| Aufgabenstellung |
A. Beantworte anhand des Textauszugs:
(i) In welchem Monat und Jahr verschickte der DStGB NRW den Schnellbrief 401/2024?
(ii) Welche Vorschrift der GO NRW führte den Verlustvortrag neu ein?
(iii) Welches Ministerium antwortete laut Schnellbrief auf die Rückfragen?
B. Übernimm bitte aus der Liste die Zeilen unverändert. Beginne mit der Zeile, die „The client would like the tiled“ enthält, und fahre bis einschließlich der Zeile fort, die „[309,109,320,124]“ enthält.

Anlass und Hintergrund des Beitrags
In einem Schreiben aus Dezember 2024 (Schnellbrief 401/2024) hat der DStGB NRW das Thema "Auswirkung eines Verlustvortrages in der mittelfristigen Finanzplanung gemäß § 84 Abs. 2 S. 3 GO NRW" aufgegriffen. Seit Einführung des 3. NKF-Weiterentwicklungsgesetztes im Frühjahr 2024 war es in der kommunalen Familie wegen des neu eingeführten Verlustvortrages (§ 79 Abs. 3 S. 2 GO NRW) vermehrt zu Rückfragen gekommen, welche Auswirkungen diese Norm in der Praxis haben könne. Denn gemäß § 84 Abs. 2 Satz 3 GO NRW kann (Zitat) " Die Aufsichtsbehörde (..) die Gemeinde zur Aufstellung eines Haushaltssicherungskonzeptes verpflichten, wenn die stetige Erfüllung der Aufgaben nach § 75 Absatz 1 Satz 1 nicht gesichert erscheint." Aber wann genau ist dies der Fall? Wie kann eine Kommune sich darauf einstellen? Entsprechend skeptisch bis verunsichert hat die kommunale Praxis reagiert. Es mangele an der praktischen Einschätzbarkeit dieser neuen Regelung. Auch die vom zuständigen Ministerium als begleitendes Material zum 3. NKFWG herausgegebene FAQ-Broschüre biete keine ausreichenden Antworten.
Insoweit es sich um eine - wohl die einzige - außerhalb des § 76 GO NRW vorhandene HSK-Regelung handelt, ist sie den am Verbrauch oder Vorhandensein von allgemeinen Rücklagen orientierten § 76 Abs. 1 Nr. 1 bis 3 GO NRW gegenüber zu stellen und einzuordnen. Das Ministerium (hier das MHKBG NRW) hat auf die Rückfragen laut Schnellbrief des DStGB geantwortet, dass "bewusst" keine Wertgrenzen (wie vergleichsweise in § 76 Abs. 1 GO NRW) festgelegt worden seien. Damit sei die Entscheidung über die Verpflichtung zur Aufstellung eines HSK bewusst in das pflichtgemäße Ermessen der Aufsichtsbehörde gestellt worden.

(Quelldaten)
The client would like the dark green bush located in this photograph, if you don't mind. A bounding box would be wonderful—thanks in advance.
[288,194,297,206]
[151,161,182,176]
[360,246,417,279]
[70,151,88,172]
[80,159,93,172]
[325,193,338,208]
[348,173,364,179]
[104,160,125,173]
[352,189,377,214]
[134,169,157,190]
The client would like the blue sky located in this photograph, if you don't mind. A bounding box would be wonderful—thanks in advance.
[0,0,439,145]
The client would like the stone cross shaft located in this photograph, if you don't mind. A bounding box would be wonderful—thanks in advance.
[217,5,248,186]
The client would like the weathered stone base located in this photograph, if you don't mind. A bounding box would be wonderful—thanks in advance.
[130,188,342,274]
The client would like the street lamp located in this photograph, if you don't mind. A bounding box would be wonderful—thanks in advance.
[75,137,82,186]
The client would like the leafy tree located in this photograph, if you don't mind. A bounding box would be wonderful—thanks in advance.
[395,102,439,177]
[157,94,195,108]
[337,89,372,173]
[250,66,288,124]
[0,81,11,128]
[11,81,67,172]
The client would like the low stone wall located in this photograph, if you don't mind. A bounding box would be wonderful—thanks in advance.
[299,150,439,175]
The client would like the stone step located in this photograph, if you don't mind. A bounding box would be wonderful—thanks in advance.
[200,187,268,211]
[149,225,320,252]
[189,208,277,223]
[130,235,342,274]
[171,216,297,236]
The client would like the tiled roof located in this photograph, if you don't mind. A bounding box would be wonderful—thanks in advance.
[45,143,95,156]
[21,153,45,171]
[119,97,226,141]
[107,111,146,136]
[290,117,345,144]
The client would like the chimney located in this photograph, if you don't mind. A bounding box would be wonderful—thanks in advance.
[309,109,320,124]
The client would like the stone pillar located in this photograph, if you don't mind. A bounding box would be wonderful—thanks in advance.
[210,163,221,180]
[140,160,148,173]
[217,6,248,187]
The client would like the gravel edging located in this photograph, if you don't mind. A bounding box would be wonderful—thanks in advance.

| Ergebnisse der Aufgaben |
A.
(i) Im Dezember 2024.
(ii) § 79 Abs. 3 S. 2 GO NRW.
(iii) Das MHKBG NRW.

B.
The client would like the tiled roof located in this photograph, if you don't mind. A bounding box would be wonderful—thanks in advance.
[45,143,95,156]
[21,153,45,171]
[119,97,226,141]
[107,111,146,136]
[290,117,345,144]
The client would like the chimney located in this photograph, if you don't mind. A bounding box would be wonderful—thanks in advance.
[309,109,320,124]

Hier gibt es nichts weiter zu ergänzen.